### Exercise description
Put the lines below into a numbered list, leaving out any blank lines and the pictures.

### Entries supplied
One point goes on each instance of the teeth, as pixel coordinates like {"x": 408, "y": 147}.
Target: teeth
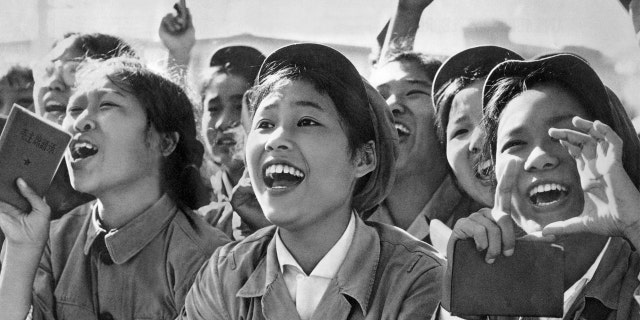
{"x": 80, "y": 145}
{"x": 547, "y": 187}
{"x": 283, "y": 168}
{"x": 402, "y": 128}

### Task response
1. One point goes on each instance of the teeth, as pixel coordinates like {"x": 408, "y": 147}.
2. Target: teeth
3. {"x": 80, "y": 145}
4. {"x": 547, "y": 187}
5. {"x": 283, "y": 168}
6. {"x": 402, "y": 128}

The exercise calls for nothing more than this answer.